■ **Passage given**
Percona Server moved to https://jira.percona.com/projects/PS

Slave stop replaying relay log with no errors

Bug #1245141 reported by Bogdan on 2013-10-27

This bug affects 1 person

Affects		Status	Importance	Assigned to	Milestone
	Percona Server moved to https://jira.percona.com/projects/PS	Incomplete	Undecided	Unassigned

Bug Description

Percona Server 5.5.33-rel31.1.566.rhel6.x86_64 on CentO 6 with all updates installed.
I have replication broken three times: in a beginning of the October, yesterday and today.
So I decided to gather info and report the bug.

The issue is: slave do not replay relay logs, i.e. it downloads binlogs from master, but data in relay-log.info do not update and Seconds_Behind_Master grow up.
After slave restart via 'mysqladmin shutdown', I see "Seconds_Behind_Master: 0" in slave status, Exec_Master_Log_Pos, Relay_Log_File are same as before restart, but events continue to arrive to new relay logs. So I think 'event transfer' thread is OK, but ' event replay' thread hangs for some reason. MySQL use 100% CPU according by 'top', so I think something goes wrong with replay thread.
The 'master.info' file updates well before and after restart.

I can provide relay logs from slave and binlog from master privately.
Replication format is 'Mixed'

According to atop, CPU consumer has thread ID 16414, so I attached to it with gdb and gather some backtraces.

Btw, while I investigating an issue an gathering debug info (one or two hours after restart) Seconds_Behind_Master get reasonable value: 25746 and continue to grow up.

I would like to gather more info next time, so provide me an instruction.

■ **Source excerpt**
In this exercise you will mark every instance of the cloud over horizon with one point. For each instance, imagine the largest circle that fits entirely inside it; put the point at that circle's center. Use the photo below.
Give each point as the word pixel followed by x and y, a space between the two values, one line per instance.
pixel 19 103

■ **To be done**
a) Check three statements against the bug report about the slave that stops replaying its relay log. For each, answer yes or no and quote the words of the report that decide it. (i) The replication format is row-based. (ii) The 'master.info' file stopped updating after the restart. (iii) The reporter attached gdb to the thread using the most CPU.
b) Write the next part of the bug report about the slave that stops replaying its relay log, beginning after its last sentence.

■ **Answers to the tasks**
a)
(i) No: "Replication format is 'Mixed'"
(ii) No: "The 'master.info' file updates well before and after restart."
(iii) Yes: "According to atop, CPU consumer has thread ID 16414, so I attached to it with gdb and gather some backtraces."

b)
Direct access to system may be granted upon request.

Thank you in advance!

Revision history for this message

Bogdan (bogdar) wrote on 2013-10-27:

pt-pmp -i 10, GDB backtraces, configs from master and slave, relay-log.info and master.info, status and variables from slave before restart etc... Edit (44.5 KiB, application/x-tar)

Revision history for this message

Bogdan (bogdar) wrote on 2013-10-30:

Hello!
I have this bug reproduced again on Oct 28, 29 and today. Additionally, I updated Percona server to 55-5.5.34-rel32.0.591.rhel6.x86_64, perform 'reset slave' and 'change master' and system still hangs on some statement. Additionally, I noticed that I globally switched from 'repeatable read' to 'read committed' few days ago and since that replication never works more than 20 hours, so I guest this may be caused by increased number of 'raw' events in replication.

Revision history for this message

Valerii Kravchuk (valerii-kravchuk) wrote on 2013-10-30:

Can you, please, check if you have any tables without PRIMARY/UNIQUE keys on slave? Run the query like this:

select table_schema, table_name
from information_schema.columns
where table_schema not in ('mysql', 'information_schema', 'performance_schema')
group by table_schema,table_name
having sum(if(column_key in ('PRI','UNI'), 1,0)) = 0;

and check if any of the tables are found and if they are big enough. Note that this query may run for a long time if you have many tables in your databases.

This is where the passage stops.